■ SELECTED EXTRACT
****************************************

Multi-Vector 🦜🔗
Overview​
Multi-Vector is an advanced method of the Indexing stage of retrieval
Often times your raw, chunked, documents may not be the optimal text to get your embeddings from. It could be the case that an alternative text derived from your original documents would be better. This could include summaries, hypothetical questions, extractions, or child documents.
The goal of multi-vector retrieval is to have additional embeddings in your retrieval process which might more closely match your anticipated queries.
Why is this helpful?​
This is helpful when having a more processed or derived form of your original documents would better suit your search process. Think of this like a pre-processing step on your documents that aims to be more attuned to your search needs.
Multi-Vector Code​
First load up your keys
from dotenv import load_dotenv
import os
load_dotenv()
openai_api_key=os.getenv('OPENAI_API_KEY', 'YourAPIKey')
Then load up your imports, there are quite a few we'll be using today
from langchain.chat_models import ChatOpenAI
from langchain.schema.document import Document
from langchain.chains.summarize import load_summarize_chain
from langchain.document_loaders import WebBaseLoader
from langchain.embeddings.openai import OpenAIEmbeddings
from langchain.text_splitter import RecursiveCharacterTextSplitter
from langchain.retrievers.multi_vector import MultiVectorRetriever
from langchain.vectorstores import Chroma
from langchain.storage import InMemoryStore
import uuid
# Get your LLM and summarize chain going
llm = ChatOpenAI(temperature=0, model_name="gpt-3.5-turbo-16k")
# Loading a single website
loader = WebBaseLoader("http://www.paulgraham.com/superlinear.html")
docs = loader.load()
# Split your website into big chunks
text_splitter = RecursiveCharacterTextSplitter(chunk_size=7000, chunk_overlap=0)

****************************************

Entries drawn from a collection
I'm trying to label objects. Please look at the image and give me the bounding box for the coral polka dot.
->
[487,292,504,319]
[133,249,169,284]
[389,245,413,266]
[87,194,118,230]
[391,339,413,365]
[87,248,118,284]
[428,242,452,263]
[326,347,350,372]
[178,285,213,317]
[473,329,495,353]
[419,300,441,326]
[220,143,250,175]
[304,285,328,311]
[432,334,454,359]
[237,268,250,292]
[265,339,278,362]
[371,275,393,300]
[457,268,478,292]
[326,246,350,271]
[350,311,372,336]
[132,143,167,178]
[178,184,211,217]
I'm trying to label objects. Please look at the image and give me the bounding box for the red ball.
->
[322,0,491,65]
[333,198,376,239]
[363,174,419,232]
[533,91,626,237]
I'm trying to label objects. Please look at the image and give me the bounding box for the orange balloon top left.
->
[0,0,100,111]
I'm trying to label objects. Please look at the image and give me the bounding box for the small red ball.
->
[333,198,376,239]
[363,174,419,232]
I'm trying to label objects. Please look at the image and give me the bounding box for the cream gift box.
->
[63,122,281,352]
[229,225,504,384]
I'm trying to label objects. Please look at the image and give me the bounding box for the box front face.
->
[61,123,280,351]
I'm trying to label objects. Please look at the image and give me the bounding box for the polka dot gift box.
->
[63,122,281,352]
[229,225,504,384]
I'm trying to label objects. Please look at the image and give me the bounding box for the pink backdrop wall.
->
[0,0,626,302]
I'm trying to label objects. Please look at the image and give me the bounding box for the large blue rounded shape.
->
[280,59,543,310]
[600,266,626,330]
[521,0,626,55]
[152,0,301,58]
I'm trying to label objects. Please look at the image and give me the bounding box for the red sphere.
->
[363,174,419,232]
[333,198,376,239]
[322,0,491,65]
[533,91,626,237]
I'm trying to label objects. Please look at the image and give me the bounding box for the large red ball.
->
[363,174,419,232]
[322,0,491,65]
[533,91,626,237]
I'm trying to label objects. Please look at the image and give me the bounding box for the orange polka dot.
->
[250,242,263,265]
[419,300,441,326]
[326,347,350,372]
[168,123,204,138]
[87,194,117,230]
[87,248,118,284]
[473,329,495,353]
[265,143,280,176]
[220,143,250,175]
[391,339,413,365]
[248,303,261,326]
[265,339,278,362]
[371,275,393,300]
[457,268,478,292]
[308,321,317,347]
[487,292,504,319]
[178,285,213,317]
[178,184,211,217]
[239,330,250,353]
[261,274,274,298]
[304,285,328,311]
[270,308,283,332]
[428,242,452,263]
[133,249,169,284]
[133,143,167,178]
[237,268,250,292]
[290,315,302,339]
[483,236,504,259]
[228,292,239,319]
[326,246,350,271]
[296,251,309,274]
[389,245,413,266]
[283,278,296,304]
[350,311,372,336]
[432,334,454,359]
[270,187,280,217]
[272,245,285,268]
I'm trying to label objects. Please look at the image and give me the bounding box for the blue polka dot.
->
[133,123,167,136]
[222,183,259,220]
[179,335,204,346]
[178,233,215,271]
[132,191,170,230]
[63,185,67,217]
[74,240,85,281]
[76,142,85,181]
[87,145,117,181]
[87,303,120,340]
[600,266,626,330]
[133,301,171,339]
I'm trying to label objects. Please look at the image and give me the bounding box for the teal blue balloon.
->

****************************************

■ TASKS FOR THIS EXERCISE
A - Write down the part of the Multi-Vector page from "The goal of" to "your anticipated queries.", word for word.
B - Carry the Multi-Vector page forward from its last line.

■ ANSWERS
A -
The goal of multi-vector retrieval is to have additional embeddings in your retrieval process which might more closely match your anticipated queries.

B -
chunks = text_splitter.split_documents(docs)
print (f"Your {len(docs)} documents have been split into {len(chunks)} chunks")
>> Your 1 documents have been split into 5 chunks
Then we will create our chain which will get the summaries for us
chain = load_summarize_chain(llm)
Then we will loop through each one of our chunks, get the summary of that chunk, and then add a unique identifier to both the summary document and the original document that tie them together
id_key = "doc_id" # This is the key that we will tell the retriever to connect the summaries and original docs on
summaries = [] # To hold our summaries
for chunk in chunks:
# First let's get an ID that we'll assign to the chunk and summary. You don't need a UUID here, use whatever you want
unique_id = str(uuid.uuid4())
# Then let's get the summary
chunk_summary = chain.run([chunk])
chunk_summary_document = Document(page_content=chunk_summary, metadata={id_key: unique_id}) # Give the ID to the summary
summaries.append(chunk_summary_document)
# Then finnally add that same id to your chunk
chunk.metadata[id_key] = unique_id
print (f"You have {len(summaries)} summaries to go along with your {len(chunks)} chunks")
>> You have 5 summaries to go along with your 5 chunks
Good, we have the same number of chunks and summaries.
Now we will set up our vectorstore (to hold the summaries and their embeddings) and docstore (to hold the original plain text chunks).
# The vectorstore to use to index the summary chunks
vectorstore = Chroma(collection_name="summaries", embedding_function=OpenAIEmbeddings())
# The storage layer for the parent documents
docstore = InMemoryStore()
Then make our retriever. This special retriever knows which key links documents based on the id_key
we set below
# The retriever (empty to start)
retriever = MultiVectorRetriever(
vectorstore=vectorstore,
docstore=docstore,
id_key=id_key, # "Hey, what should we join on?"
)
# Add your summary docs (with their ids) to the vectorstore. I'm unsure why a list of a uuid is returned, might be a bug.
retriever.vectorstore.add_documents(summaries)
If you wanted to do regular similarity search on your summaries then you can try it out here. Just call .similarity_search
on your vectorstore inside your retriever
_similar_docs = retriever.vectorstore.similarity_search("What is is the influence of organizations on equity?")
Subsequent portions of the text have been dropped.